──────── DATA UNDER STUDY
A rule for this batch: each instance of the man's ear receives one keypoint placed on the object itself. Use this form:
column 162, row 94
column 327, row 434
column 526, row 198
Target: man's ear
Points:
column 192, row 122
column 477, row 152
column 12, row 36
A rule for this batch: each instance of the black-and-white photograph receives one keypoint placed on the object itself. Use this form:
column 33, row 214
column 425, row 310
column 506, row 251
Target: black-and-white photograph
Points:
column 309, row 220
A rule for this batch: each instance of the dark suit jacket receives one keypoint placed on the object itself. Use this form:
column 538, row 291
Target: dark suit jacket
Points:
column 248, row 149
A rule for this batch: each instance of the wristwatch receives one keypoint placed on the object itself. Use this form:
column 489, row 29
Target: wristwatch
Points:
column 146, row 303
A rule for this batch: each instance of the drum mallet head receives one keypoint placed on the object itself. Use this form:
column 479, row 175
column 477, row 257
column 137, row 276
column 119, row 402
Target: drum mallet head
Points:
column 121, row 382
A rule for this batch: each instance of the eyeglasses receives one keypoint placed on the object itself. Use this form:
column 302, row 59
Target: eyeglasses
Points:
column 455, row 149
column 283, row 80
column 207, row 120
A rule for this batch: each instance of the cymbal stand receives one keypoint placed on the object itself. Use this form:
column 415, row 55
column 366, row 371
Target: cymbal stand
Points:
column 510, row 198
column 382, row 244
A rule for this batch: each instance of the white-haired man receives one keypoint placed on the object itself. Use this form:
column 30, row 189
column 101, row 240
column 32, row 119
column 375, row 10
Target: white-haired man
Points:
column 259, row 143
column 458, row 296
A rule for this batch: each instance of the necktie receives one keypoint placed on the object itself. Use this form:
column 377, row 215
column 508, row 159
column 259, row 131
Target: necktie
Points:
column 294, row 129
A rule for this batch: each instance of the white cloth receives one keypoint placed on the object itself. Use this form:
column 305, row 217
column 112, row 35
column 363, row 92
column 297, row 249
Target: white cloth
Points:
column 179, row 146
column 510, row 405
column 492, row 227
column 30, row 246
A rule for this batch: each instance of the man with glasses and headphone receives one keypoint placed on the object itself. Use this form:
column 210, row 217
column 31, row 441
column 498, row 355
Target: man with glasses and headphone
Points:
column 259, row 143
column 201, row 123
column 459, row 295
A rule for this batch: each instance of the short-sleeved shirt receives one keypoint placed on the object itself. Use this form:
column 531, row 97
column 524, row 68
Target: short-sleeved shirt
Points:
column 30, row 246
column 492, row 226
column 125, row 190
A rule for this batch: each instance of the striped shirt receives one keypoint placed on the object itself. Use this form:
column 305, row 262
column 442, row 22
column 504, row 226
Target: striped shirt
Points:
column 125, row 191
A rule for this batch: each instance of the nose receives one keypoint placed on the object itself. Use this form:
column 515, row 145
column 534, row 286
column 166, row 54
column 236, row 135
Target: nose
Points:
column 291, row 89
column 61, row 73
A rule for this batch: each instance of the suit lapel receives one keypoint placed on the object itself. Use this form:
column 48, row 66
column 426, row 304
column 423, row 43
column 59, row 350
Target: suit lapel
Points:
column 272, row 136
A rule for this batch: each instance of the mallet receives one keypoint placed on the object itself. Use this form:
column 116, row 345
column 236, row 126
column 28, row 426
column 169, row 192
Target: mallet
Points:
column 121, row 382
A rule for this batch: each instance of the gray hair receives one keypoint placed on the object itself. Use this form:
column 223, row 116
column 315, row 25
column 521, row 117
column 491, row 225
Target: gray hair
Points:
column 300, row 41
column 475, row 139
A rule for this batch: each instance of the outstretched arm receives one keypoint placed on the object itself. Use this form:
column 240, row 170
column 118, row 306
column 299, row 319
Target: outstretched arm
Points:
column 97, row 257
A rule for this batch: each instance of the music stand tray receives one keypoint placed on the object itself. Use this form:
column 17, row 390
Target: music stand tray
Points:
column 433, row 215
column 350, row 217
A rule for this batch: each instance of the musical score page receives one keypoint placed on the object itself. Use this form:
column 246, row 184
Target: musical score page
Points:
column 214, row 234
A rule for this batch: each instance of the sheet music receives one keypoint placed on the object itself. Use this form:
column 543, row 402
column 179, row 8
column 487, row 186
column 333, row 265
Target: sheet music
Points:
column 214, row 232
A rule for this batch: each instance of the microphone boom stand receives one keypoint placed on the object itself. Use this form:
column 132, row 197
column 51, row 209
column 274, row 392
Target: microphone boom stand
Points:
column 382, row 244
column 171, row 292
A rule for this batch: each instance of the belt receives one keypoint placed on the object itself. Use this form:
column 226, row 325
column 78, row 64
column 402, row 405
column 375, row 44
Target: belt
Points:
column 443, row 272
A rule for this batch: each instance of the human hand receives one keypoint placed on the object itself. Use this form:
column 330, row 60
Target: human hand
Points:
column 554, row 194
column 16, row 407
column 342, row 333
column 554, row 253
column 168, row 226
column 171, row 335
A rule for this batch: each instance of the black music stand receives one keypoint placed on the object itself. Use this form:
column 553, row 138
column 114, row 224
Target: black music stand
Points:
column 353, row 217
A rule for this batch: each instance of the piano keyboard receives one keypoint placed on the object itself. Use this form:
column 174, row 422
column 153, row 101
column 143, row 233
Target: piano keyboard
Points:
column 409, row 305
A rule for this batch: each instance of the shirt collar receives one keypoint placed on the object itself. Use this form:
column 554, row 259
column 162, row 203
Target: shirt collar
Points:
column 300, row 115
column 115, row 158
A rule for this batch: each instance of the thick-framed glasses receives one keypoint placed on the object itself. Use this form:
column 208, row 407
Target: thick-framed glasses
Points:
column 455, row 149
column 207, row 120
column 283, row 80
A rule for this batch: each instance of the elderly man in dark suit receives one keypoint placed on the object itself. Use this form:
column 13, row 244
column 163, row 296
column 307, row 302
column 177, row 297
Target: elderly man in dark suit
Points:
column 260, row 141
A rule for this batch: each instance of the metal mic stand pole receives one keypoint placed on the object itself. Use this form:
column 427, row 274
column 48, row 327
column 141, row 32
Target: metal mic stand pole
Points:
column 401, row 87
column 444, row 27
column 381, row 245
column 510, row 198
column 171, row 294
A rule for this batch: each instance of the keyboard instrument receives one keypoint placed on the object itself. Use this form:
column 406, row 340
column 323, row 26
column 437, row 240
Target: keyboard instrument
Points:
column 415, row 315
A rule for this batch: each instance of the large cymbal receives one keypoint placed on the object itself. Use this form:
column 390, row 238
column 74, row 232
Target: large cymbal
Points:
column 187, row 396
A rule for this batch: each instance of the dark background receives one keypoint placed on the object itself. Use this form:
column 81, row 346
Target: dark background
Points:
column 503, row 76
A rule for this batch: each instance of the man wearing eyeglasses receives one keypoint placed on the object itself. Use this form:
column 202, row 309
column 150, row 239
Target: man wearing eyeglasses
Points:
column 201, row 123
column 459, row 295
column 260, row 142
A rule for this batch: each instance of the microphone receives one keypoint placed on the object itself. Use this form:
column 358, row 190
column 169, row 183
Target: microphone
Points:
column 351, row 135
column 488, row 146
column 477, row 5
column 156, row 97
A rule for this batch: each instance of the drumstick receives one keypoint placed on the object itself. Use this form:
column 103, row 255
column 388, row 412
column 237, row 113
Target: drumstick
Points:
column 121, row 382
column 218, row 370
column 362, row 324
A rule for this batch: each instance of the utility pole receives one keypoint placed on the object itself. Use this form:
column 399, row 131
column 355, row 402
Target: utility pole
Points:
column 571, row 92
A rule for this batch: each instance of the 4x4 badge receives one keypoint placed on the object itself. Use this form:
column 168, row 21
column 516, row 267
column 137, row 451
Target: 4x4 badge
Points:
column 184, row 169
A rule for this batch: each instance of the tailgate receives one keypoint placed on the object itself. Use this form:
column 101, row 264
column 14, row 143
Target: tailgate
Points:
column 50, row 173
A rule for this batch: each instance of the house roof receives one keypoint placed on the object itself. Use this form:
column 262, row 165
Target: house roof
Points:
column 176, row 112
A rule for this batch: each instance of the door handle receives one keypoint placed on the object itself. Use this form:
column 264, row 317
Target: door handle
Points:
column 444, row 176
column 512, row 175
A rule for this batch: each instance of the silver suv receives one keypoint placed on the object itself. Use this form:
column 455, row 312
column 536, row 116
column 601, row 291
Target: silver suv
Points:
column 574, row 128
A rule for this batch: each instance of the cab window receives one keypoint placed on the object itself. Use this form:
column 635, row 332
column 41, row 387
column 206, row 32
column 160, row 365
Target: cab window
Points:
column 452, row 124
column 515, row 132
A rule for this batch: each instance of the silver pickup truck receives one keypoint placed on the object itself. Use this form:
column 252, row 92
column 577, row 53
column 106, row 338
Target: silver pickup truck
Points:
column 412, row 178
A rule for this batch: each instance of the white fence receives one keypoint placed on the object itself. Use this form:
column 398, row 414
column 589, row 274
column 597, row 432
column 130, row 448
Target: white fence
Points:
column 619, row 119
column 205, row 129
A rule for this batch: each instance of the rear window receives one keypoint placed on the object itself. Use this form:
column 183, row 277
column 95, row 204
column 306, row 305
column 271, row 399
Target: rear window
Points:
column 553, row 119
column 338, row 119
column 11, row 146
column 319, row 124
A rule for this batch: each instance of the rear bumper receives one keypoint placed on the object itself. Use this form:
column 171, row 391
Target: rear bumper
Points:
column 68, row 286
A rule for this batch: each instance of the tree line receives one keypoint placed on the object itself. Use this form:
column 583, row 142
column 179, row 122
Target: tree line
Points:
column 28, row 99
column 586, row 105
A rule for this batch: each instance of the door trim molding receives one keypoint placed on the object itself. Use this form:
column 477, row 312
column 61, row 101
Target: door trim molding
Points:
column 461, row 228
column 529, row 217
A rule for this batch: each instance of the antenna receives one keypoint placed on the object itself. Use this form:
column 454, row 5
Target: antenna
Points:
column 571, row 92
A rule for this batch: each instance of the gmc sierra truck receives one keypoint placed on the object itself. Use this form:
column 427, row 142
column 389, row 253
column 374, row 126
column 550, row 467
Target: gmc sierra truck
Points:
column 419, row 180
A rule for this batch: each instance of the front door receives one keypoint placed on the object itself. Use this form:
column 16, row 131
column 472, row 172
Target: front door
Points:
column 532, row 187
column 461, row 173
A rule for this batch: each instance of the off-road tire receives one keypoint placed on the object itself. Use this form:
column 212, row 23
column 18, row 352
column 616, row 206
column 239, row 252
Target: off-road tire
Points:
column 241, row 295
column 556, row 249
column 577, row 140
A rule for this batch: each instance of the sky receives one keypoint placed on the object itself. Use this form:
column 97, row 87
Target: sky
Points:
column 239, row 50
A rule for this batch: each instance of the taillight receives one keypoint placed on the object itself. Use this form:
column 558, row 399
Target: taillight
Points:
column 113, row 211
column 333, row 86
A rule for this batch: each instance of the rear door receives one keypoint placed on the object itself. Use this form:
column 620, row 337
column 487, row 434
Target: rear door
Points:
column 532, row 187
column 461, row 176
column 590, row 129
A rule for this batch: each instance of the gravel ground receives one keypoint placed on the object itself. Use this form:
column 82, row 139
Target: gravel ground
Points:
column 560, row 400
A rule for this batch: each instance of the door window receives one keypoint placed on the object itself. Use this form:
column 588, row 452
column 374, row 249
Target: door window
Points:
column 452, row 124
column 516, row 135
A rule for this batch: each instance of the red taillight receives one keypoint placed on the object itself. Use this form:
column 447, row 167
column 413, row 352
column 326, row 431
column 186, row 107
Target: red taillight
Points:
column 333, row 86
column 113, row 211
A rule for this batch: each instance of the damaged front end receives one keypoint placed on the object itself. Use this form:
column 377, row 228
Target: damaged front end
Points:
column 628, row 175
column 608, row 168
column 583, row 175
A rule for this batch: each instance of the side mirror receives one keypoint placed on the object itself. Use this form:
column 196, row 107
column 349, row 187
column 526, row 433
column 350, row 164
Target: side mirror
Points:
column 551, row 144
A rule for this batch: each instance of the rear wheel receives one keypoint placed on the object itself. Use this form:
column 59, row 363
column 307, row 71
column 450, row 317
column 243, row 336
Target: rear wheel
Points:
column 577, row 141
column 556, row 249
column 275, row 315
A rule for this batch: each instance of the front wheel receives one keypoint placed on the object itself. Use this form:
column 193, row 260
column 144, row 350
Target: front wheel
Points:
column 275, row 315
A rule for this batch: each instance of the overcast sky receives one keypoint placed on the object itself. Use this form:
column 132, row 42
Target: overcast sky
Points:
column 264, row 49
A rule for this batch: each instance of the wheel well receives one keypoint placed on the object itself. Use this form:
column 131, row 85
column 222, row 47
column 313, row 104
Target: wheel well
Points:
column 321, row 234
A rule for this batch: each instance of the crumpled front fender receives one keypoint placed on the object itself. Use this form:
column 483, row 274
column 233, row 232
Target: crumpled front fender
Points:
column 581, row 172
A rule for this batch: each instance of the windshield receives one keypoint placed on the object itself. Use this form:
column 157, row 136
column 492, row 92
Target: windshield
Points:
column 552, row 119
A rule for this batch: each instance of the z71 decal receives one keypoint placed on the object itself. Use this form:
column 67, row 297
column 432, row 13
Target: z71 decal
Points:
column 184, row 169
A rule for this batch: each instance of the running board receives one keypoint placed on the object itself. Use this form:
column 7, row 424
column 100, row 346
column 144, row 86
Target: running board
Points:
────────────────
• PROBLEM TO WORK ON: Nothing but lines that contain "running" should appear in the answer. Copy each from the records.

• EXERCISE SOLUTION:
A rule for this batch: each instance of the running board receives one keypoint placed on the object itself. Use this form:
Target: running board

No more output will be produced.